> _WHAT YOU ARE ASKED TO DO_
List every line of the records that contains the word "distant", copying each one in full.

[Data entries]
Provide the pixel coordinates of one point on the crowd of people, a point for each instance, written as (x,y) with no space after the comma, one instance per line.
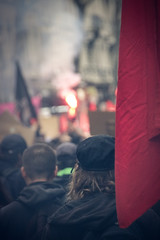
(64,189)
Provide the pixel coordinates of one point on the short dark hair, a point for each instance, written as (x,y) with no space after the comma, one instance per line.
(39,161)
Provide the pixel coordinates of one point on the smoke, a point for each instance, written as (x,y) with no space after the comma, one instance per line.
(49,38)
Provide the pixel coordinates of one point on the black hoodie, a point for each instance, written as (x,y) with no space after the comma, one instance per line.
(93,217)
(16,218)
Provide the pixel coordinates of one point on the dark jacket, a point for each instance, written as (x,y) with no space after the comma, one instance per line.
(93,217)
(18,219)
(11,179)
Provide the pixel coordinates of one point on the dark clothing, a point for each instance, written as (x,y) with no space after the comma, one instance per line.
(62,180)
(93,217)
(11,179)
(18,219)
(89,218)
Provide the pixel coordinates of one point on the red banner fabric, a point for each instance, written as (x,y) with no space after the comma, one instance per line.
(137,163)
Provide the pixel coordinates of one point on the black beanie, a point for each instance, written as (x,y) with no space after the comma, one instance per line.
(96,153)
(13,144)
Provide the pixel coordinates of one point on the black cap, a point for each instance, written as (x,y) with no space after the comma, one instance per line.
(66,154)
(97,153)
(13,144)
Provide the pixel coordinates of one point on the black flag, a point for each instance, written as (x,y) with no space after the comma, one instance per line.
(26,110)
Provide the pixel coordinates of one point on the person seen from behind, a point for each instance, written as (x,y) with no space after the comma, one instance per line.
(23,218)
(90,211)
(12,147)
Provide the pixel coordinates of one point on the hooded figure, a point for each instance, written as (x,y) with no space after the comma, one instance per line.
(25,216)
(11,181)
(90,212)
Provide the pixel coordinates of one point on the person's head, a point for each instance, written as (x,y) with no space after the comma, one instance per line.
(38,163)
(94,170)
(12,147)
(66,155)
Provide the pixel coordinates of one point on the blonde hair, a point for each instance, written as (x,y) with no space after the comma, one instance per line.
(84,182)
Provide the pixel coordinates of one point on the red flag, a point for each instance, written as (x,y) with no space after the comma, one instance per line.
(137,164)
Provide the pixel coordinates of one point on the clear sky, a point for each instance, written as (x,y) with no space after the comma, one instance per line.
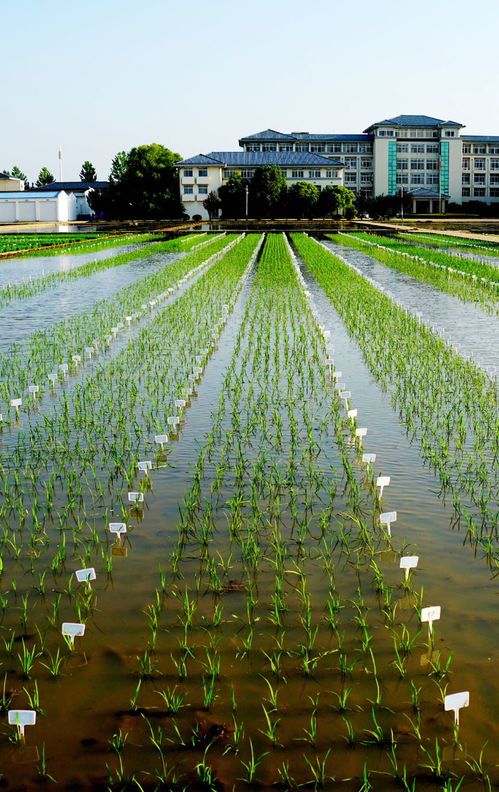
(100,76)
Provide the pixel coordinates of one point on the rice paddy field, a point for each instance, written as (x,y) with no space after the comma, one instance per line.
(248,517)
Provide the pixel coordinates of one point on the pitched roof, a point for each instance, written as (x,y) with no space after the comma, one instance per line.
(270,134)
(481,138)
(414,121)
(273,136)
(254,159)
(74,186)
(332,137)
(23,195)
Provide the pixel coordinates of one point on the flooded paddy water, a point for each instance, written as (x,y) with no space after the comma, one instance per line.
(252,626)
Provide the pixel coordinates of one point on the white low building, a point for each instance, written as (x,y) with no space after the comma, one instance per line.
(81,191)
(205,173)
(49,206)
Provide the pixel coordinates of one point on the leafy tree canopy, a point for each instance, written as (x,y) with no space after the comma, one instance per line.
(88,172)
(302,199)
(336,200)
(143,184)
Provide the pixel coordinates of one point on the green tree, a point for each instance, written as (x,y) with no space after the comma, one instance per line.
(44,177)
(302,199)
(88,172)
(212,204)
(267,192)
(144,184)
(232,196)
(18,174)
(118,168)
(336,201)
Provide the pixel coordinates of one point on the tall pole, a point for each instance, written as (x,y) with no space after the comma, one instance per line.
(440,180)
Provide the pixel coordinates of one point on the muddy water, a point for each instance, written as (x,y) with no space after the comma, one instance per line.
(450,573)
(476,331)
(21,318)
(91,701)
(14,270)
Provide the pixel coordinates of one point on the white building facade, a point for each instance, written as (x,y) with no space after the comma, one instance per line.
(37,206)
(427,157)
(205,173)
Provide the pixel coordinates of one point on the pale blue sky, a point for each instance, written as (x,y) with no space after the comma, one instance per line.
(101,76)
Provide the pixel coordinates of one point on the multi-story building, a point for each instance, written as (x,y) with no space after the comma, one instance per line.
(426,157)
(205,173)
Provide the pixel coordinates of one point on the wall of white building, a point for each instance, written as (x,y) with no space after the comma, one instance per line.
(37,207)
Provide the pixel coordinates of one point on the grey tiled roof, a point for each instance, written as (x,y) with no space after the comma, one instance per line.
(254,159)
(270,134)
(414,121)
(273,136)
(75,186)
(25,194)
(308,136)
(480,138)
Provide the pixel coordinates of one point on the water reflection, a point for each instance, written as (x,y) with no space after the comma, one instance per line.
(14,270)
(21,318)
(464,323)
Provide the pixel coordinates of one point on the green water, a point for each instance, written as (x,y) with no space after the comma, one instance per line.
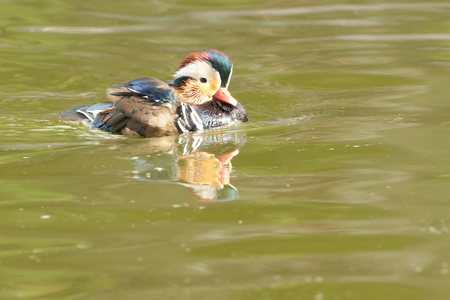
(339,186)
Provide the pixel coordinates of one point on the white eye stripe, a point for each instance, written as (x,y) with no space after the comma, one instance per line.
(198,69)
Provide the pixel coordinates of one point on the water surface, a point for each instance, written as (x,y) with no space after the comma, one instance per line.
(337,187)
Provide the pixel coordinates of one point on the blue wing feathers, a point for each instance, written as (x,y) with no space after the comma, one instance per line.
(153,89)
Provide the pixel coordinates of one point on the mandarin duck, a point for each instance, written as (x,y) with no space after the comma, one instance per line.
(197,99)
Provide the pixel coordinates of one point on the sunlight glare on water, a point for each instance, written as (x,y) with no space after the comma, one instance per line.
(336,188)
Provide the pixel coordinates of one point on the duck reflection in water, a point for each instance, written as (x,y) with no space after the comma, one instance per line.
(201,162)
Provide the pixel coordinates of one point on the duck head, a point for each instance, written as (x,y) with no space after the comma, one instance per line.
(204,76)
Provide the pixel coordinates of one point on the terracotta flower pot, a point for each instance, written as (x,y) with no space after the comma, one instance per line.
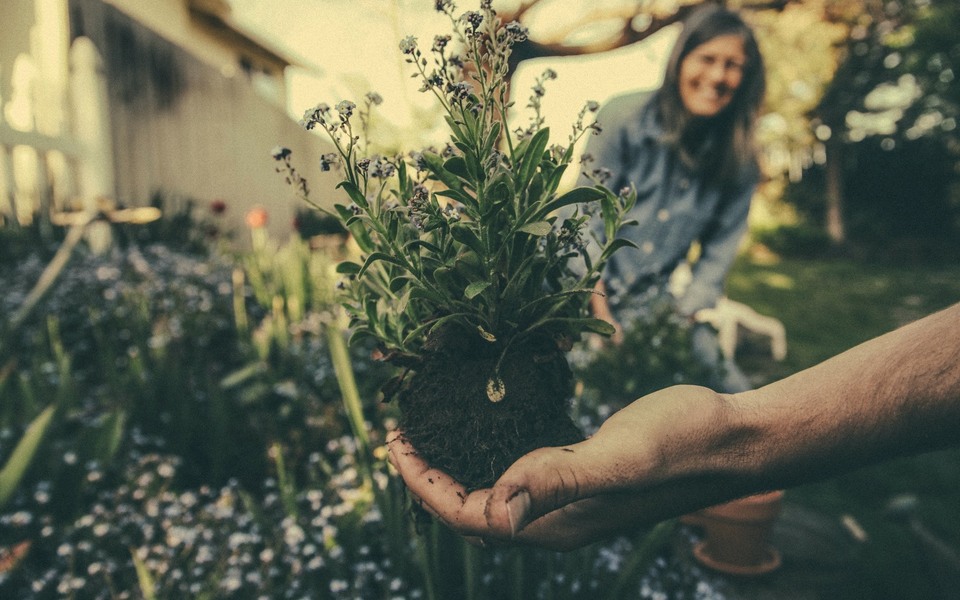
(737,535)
* * *
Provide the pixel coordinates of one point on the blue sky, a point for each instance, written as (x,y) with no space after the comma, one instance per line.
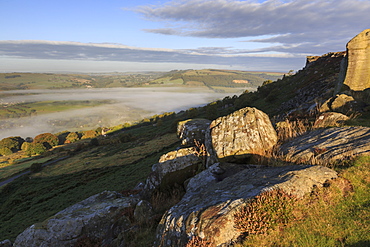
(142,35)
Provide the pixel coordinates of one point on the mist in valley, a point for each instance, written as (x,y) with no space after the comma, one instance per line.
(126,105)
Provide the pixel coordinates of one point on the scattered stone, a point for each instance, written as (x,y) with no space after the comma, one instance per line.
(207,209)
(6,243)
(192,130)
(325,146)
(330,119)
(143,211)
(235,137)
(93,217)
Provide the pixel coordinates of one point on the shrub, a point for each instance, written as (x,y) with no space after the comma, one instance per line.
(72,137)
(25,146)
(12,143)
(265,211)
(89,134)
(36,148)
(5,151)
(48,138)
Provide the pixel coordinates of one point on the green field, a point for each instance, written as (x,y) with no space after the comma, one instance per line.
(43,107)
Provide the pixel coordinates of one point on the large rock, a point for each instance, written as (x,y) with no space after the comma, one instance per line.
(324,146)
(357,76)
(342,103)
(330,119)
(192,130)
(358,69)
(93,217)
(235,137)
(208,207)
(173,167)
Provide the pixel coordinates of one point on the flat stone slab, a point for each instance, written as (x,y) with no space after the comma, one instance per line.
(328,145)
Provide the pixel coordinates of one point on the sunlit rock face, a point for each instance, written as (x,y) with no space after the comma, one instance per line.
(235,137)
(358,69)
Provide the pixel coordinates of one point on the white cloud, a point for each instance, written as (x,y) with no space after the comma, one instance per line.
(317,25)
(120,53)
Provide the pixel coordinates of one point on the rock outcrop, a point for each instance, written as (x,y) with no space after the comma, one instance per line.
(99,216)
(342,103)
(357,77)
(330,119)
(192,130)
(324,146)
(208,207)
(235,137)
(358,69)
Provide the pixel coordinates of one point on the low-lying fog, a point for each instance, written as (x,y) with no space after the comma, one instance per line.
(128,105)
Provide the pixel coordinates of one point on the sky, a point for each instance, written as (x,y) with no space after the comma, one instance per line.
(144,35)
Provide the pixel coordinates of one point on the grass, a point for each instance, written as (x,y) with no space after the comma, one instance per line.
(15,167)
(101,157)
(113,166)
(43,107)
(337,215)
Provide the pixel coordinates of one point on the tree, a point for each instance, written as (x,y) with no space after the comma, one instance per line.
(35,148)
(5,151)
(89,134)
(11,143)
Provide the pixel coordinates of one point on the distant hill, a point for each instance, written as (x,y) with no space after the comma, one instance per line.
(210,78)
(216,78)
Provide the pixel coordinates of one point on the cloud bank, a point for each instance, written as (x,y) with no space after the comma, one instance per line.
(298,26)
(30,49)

> _TASK ANSWER_
Provide the pixel coordinates of one point on the distant hill, a point for each instance, written as (x,y) with no space after the comma, one instance per line.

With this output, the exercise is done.